__TASK DIRECTIONS__
Arrange every line of the entries below as a Markdown table with two columns, Row and Text, giving each line a row number and skipping blank lines. Leave the pictures out of the answer.

__EXTRACTED MATERIAL__
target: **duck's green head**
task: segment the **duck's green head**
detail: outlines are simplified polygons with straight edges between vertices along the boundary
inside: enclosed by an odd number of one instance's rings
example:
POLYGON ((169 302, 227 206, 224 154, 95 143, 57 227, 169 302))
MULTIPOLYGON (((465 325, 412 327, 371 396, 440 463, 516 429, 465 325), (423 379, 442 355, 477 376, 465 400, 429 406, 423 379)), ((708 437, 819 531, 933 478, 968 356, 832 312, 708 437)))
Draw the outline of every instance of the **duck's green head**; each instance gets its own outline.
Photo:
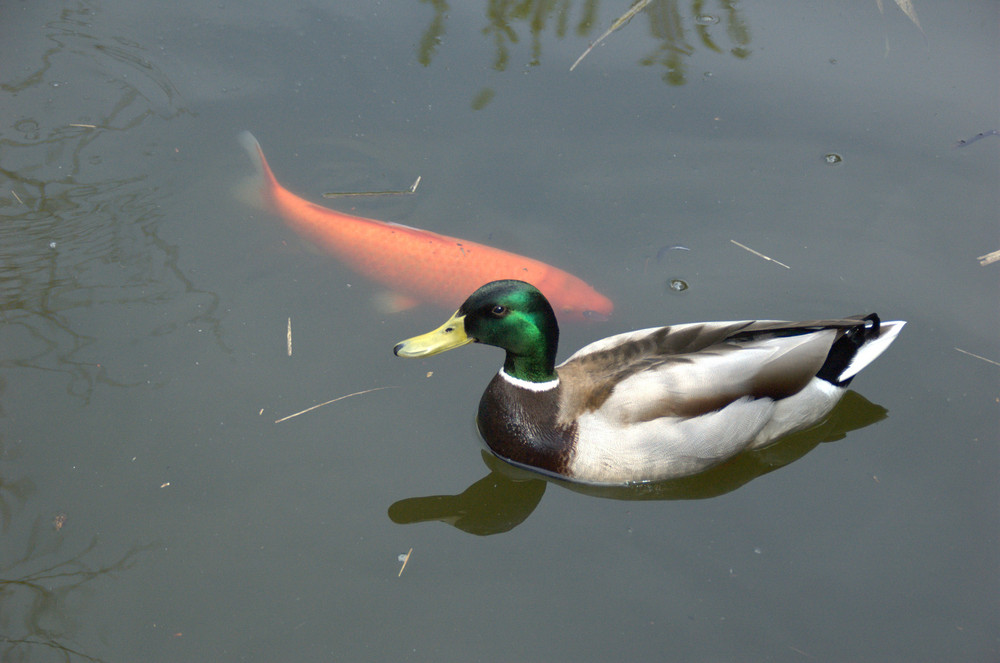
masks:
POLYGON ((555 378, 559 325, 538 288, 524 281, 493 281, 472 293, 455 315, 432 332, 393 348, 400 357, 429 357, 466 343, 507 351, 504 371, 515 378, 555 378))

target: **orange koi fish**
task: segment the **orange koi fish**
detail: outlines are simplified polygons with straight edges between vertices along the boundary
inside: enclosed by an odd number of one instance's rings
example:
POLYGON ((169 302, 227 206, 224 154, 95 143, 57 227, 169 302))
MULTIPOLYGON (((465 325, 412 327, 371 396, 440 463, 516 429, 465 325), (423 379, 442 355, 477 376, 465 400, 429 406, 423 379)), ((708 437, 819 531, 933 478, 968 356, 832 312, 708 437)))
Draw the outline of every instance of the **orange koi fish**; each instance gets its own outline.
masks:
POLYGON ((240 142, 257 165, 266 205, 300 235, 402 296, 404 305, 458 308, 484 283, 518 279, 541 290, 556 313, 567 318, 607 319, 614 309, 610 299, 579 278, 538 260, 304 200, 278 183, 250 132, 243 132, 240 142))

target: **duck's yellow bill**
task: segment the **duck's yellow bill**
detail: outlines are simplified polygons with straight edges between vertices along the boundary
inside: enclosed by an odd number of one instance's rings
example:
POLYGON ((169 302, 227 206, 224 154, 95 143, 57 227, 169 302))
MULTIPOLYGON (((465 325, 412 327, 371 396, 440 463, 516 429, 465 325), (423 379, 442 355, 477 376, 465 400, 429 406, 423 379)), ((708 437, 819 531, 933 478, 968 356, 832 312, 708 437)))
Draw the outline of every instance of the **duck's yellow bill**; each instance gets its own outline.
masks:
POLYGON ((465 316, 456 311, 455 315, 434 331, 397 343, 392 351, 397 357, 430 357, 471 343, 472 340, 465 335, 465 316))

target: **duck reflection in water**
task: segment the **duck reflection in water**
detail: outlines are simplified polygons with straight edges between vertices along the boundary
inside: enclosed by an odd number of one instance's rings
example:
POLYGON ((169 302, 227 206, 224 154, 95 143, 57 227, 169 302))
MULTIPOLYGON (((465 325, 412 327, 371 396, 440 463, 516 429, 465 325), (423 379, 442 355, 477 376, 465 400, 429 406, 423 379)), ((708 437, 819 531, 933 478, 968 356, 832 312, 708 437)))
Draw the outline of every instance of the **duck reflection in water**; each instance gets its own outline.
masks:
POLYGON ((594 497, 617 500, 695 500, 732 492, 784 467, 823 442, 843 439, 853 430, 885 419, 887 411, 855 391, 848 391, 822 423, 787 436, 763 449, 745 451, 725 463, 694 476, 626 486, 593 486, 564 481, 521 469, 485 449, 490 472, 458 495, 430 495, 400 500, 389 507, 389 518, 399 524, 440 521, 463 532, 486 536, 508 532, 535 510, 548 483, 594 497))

__THE OUTPUT__
| Row | Text |
|---|---|
| 1 | target: **duck's green head** |
| 2 | task: segment the **duck's green head** |
| 3 | detail: outlines are simplified polygons with straight edges between vertices along the boundary |
| 4 | inside: enclosed by an odd number of one instance's rings |
| 5 | example: |
| 6 | POLYGON ((169 302, 227 206, 224 154, 95 143, 57 227, 169 302)) |
| 7 | MULTIPOLYGON (((465 325, 412 327, 371 396, 440 463, 516 429, 465 325), (423 379, 442 355, 477 376, 465 400, 429 406, 423 379)), ((708 437, 819 531, 933 478, 968 356, 832 312, 708 437))) |
| 8 | Draw the outline of every instance of the **duck's green head**; each instance gets its own outline. |
| 9 | Photo: |
| 10 | masks: |
| 11 | POLYGON ((555 378, 559 325, 538 288, 524 281, 493 281, 472 293, 455 315, 432 332, 393 348, 400 357, 429 357, 466 343, 507 351, 504 371, 515 378, 555 378)) |
| 12 | target: **orange koi fish** |
| 13 | task: segment the **orange koi fish** |
| 14 | detail: outlines are simplified polygons with straight edges between vertices along the boundary |
| 15 | inside: enclosed by an odd number of one instance's rings |
| 16 | example: |
| 17 | POLYGON ((169 302, 227 206, 224 154, 95 143, 57 227, 169 302)) |
| 18 | MULTIPOLYGON (((465 325, 412 327, 371 396, 440 463, 516 429, 465 325), (423 379, 442 355, 477 376, 465 400, 429 406, 423 379)), ((708 437, 819 531, 933 478, 968 356, 832 312, 708 437))) |
| 19 | Draw the outline of every instance of the **orange koi fish**; each instance gets its own outline. |
| 20 | masks: |
| 21 | POLYGON ((240 142, 257 165, 266 205, 300 235, 402 296, 404 305, 458 308, 484 283, 518 279, 541 290, 556 313, 567 318, 607 319, 614 309, 610 299, 579 278, 538 260, 304 200, 278 183, 250 132, 243 132, 240 142)) |
| 22 | target: **duck's yellow bill** |
| 23 | task: segment the **duck's yellow bill** |
| 24 | detail: outlines are simplified polygons with straight edges between vertices along the boundary |
| 25 | inside: enclosed by an odd number of one instance's rings |
| 26 | example: |
| 27 | POLYGON ((169 302, 227 206, 224 154, 95 143, 57 227, 169 302)) |
| 28 | MULTIPOLYGON (((465 325, 412 327, 371 396, 440 463, 516 429, 465 325), (423 379, 442 355, 477 376, 465 400, 429 406, 423 379)), ((708 437, 819 531, 933 478, 968 356, 832 312, 708 437))) |
| 29 | Draw the outline of every instance of the **duck's yellow bill**; each instance gets its own outline. |
| 30 | masks: |
| 31 | POLYGON ((465 316, 456 311, 455 315, 434 331, 397 343, 392 351, 397 357, 430 357, 471 343, 472 340, 465 335, 465 316)) |
| 32 | target: **duck reflection in water** |
| 33 | task: segment the **duck reflection in water** |
| 34 | detail: outlines are simplified polygons with straight edges between vertices along the boundary |
| 35 | inside: enclosed by an odd number of one instance's rings |
| 36 | example: |
| 37 | POLYGON ((169 302, 227 206, 224 154, 95 143, 57 227, 169 302)) |
| 38 | MULTIPOLYGON (((465 325, 412 327, 371 396, 440 463, 516 429, 465 325), (423 379, 442 355, 477 376, 465 400, 429 406, 423 379)), ((708 437, 819 531, 933 478, 968 356, 832 312, 708 437))) |
| 39 | Draw the outline of every instance of the **duck reflection in water**; each instance gets its own outline. |
| 40 | masks: |
| 41 | POLYGON ((594 497, 617 500, 695 500, 732 492, 784 467, 823 442, 843 439, 853 430, 885 419, 887 411, 855 391, 848 391, 822 423, 787 436, 763 449, 745 451, 725 463, 694 476, 626 486, 593 486, 564 481, 521 469, 485 449, 490 472, 458 495, 430 495, 400 500, 389 507, 389 518, 399 524, 440 521, 463 532, 486 536, 508 532, 535 510, 548 483, 594 497)) |